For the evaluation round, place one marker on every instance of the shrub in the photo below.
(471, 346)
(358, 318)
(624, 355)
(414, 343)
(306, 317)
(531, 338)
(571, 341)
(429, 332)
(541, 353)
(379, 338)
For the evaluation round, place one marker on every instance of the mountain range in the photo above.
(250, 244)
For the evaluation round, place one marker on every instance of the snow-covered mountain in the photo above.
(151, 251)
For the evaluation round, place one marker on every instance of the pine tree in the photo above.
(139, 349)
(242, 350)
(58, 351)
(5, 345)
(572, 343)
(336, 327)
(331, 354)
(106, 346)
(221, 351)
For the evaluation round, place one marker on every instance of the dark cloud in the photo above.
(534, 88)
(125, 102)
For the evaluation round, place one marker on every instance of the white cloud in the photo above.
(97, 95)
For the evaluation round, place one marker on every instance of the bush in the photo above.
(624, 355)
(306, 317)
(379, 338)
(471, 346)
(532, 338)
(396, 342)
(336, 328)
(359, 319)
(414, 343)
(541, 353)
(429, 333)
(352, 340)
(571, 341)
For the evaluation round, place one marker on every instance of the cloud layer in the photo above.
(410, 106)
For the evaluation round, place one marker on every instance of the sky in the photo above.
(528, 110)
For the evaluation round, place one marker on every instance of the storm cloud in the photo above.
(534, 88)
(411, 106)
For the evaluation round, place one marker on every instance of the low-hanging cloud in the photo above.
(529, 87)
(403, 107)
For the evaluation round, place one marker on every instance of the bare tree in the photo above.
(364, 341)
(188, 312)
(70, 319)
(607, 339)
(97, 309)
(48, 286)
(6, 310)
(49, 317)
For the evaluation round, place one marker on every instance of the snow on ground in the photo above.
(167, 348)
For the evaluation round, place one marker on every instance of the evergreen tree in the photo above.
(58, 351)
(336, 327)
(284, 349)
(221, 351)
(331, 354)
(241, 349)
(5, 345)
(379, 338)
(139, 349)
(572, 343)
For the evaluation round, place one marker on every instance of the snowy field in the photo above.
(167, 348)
---*---
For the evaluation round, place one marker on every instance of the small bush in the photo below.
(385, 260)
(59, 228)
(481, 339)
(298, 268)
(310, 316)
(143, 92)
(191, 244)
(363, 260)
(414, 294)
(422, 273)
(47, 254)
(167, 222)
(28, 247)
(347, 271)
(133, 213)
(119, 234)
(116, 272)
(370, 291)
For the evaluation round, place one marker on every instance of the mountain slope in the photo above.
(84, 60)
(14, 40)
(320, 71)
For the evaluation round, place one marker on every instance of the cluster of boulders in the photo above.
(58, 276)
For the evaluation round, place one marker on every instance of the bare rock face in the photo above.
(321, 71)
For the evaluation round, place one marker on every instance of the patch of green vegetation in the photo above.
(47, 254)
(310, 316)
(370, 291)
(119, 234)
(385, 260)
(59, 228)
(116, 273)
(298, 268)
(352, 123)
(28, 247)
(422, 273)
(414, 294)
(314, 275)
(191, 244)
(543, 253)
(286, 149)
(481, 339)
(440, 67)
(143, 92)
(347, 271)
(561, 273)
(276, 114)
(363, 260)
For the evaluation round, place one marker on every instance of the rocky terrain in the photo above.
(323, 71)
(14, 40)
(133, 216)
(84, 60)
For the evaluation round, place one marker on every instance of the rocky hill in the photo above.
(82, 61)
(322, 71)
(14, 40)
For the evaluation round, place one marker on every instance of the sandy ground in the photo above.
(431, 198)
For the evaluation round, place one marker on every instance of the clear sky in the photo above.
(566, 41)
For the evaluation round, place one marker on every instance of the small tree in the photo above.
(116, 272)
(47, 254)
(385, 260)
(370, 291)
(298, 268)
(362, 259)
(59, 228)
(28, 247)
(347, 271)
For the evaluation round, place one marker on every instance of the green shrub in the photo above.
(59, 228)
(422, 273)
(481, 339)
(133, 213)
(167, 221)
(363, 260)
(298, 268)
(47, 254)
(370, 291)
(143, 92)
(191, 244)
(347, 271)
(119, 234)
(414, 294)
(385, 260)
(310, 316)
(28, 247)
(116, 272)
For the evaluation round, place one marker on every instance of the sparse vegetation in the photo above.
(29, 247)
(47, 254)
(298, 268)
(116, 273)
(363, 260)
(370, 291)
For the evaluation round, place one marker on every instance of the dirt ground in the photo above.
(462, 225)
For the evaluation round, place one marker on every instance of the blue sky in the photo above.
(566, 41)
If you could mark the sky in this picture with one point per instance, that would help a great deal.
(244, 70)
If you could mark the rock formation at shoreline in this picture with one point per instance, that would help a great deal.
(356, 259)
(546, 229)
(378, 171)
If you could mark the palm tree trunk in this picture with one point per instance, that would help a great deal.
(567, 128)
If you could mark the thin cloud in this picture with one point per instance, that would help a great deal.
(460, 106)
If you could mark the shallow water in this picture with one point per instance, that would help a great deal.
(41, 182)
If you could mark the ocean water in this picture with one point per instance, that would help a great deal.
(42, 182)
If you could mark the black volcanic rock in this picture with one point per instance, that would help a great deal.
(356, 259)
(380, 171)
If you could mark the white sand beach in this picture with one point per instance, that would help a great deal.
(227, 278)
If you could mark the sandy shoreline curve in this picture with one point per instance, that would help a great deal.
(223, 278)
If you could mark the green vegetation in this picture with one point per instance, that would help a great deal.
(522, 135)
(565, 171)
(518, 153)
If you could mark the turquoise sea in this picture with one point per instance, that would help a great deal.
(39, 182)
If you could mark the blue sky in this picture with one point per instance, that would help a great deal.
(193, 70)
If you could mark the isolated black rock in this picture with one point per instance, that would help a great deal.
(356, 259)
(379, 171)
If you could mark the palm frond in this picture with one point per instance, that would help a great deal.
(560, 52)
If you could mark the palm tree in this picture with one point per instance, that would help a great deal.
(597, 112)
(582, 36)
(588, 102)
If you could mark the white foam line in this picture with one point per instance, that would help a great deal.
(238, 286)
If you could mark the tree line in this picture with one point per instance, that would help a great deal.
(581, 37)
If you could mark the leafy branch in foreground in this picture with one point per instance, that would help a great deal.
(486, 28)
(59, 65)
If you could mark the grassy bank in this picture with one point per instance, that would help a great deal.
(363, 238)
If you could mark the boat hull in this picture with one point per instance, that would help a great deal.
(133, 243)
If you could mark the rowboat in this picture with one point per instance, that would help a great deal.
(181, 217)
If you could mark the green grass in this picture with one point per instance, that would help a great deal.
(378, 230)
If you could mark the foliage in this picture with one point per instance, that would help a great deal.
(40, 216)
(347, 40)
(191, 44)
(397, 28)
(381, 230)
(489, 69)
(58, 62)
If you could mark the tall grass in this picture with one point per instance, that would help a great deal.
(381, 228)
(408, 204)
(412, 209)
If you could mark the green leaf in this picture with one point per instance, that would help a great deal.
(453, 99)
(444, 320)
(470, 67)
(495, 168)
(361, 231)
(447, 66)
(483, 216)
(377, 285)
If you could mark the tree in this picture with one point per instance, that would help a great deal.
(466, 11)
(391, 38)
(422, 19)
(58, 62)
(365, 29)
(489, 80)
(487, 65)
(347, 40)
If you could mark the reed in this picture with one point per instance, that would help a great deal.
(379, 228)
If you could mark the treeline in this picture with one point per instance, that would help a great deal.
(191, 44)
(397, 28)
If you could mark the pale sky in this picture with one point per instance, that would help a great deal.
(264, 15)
---*---
◆ **Challenge**: Please identify every line in the material above that contains the word "blue", and copy each of those lines in full.

◆ **Full solution**:
For the evaluation round, place one marker on every instance of the blue sky in the photo above.
If you could mark the blue sky in this picture with one point per instance, that would help a great deal.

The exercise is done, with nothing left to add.